O’Brien’s proposal would create a separate fund for soda-tax proceeds and stipulate that the city should use the money from the tax in accordance with the recommendations of the advisory board that was appointed for that purpose, rather than reallocating them among the programs the tax is supposed to fund, as Durkan’s budget also does. (See chart above). The idea is to protect the soda tax from being used to help pay for general budget needs in future years, and to ensure that the city follows the recommendations of its own soda tax advisory group.

Airbnb Tax

When the city passed a local tax on short-term rentals like Airbnbs, the legislation explicitly said that $5 million of the proceeds were to be spent on community-led equitable development projects through the city’s Equitable Development Initiative. This year, state legislators passed a statewide tax that replaced Seattle’s local legislation, but council members say the requirement didn’t go away. Nonetheless, Durkan’s budget proposal stripped the EDI of more than $1 million a year, redirecting those funds to pay for city staff and consultants, prompting council members including O’Brien, Lisa Herbold, and council president Bruce Harrell to propose two measures restoring the funding back to the promised $5 million level and creating a separate equitable development fund that would include “explicit restrictions” requiring that the first $5 million generated by the tax go toward EDI projects, not consultants or overhead.

“I think the mayor did this intentionally,” O’Brien said last week. “I don’t think she doesn’t like the equitable development initiative—I think she’s just struggling to make the budget balance—but this is a priority. We’ve seen with the sweetened beverage and the short-term rental tax that …  when we say we are going to impose a new revenue stream and here’s how we’re going to dedicate it, and then less than a year later someone says we’re going to dedicate it a different way, I think that is highly problematic on a much larger scale than just these programs.”

_Exercise task_
Restate the budget excerpt from the part that opens with the words containing "O’Brien’s proposal would" through "tax advisory group.", renaming "advisory board" to "oversight committee" throughout.

_Extracted records_
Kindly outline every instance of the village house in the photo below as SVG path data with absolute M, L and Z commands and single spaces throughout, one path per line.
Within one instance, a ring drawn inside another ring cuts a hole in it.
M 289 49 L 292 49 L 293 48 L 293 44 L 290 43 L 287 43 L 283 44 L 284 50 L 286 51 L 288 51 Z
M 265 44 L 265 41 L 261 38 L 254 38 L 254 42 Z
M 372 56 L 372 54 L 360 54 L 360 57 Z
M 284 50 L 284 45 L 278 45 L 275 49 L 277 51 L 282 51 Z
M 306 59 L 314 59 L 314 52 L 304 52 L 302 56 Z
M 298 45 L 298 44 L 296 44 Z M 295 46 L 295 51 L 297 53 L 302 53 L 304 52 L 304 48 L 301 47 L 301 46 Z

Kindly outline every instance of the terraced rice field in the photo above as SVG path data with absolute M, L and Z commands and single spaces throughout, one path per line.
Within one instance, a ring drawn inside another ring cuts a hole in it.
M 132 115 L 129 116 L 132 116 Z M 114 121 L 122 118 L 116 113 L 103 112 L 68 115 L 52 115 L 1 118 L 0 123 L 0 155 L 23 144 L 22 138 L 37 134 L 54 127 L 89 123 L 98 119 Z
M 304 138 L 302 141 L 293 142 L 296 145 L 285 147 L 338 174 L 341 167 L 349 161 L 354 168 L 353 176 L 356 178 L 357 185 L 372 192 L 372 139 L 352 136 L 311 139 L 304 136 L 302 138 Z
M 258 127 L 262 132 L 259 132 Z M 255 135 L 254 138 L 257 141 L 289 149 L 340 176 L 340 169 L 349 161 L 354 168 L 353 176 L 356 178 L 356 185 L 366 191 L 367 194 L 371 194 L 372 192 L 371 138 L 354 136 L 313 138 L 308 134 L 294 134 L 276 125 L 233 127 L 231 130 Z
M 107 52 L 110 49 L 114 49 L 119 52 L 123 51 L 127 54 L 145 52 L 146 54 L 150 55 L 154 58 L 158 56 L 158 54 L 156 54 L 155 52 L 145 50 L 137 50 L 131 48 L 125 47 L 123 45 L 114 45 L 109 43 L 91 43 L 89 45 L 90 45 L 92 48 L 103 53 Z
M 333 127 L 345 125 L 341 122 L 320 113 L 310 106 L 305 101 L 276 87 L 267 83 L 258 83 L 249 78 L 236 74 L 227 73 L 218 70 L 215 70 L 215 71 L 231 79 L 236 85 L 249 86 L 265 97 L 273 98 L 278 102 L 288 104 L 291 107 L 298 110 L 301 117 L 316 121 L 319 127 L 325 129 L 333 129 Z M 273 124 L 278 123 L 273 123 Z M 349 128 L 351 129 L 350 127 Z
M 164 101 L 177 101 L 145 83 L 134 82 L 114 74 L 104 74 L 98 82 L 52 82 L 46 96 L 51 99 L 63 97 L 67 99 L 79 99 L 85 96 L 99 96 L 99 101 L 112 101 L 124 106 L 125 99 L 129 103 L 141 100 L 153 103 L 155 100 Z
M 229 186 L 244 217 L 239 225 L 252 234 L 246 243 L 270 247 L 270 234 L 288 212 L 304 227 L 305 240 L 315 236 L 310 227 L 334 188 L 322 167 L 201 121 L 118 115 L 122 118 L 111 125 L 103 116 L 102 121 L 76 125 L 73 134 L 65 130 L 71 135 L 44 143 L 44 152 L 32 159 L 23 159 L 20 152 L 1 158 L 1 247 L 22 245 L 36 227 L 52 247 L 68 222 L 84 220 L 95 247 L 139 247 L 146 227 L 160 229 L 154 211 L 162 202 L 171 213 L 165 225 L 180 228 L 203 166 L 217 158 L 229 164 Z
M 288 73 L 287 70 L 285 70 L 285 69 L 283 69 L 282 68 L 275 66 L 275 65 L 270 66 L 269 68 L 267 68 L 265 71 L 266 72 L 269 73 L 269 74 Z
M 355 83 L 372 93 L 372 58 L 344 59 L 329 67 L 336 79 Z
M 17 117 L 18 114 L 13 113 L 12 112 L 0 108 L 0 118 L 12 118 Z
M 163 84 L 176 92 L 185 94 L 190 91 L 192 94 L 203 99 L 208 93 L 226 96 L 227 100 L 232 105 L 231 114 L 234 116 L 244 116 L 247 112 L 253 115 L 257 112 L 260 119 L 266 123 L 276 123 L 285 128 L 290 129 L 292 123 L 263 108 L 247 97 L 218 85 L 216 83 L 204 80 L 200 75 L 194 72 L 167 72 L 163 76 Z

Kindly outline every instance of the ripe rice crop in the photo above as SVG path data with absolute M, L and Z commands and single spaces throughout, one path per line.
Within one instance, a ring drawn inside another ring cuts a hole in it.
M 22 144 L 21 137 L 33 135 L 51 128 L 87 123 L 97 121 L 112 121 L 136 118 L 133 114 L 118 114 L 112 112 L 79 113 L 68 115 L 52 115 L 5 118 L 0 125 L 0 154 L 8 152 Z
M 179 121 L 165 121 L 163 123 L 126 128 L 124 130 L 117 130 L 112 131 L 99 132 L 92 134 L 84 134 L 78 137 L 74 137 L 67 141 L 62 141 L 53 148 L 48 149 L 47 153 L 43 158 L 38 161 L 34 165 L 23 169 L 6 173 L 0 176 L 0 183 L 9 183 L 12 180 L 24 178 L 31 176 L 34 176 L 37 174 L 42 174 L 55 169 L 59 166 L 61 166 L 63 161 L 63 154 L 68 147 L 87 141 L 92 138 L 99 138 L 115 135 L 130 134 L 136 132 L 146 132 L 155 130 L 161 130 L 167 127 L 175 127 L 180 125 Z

_Result_
O’Brien’s proposal would create a separate fund for soda-tax proceeds and stipulate that the city should use the money from the tax in accordance with the recommendations of the oversight committee that was appointed for that purpose, rather than reallocating them among the programs the tax is supposed to fund, as Durkan’s budget also does. (See chart above). The idea is to protect the soda tax from being used to help pay for general budget needs in future years, and to ensure that the city follows the recommendations of its own soda tax advisory group.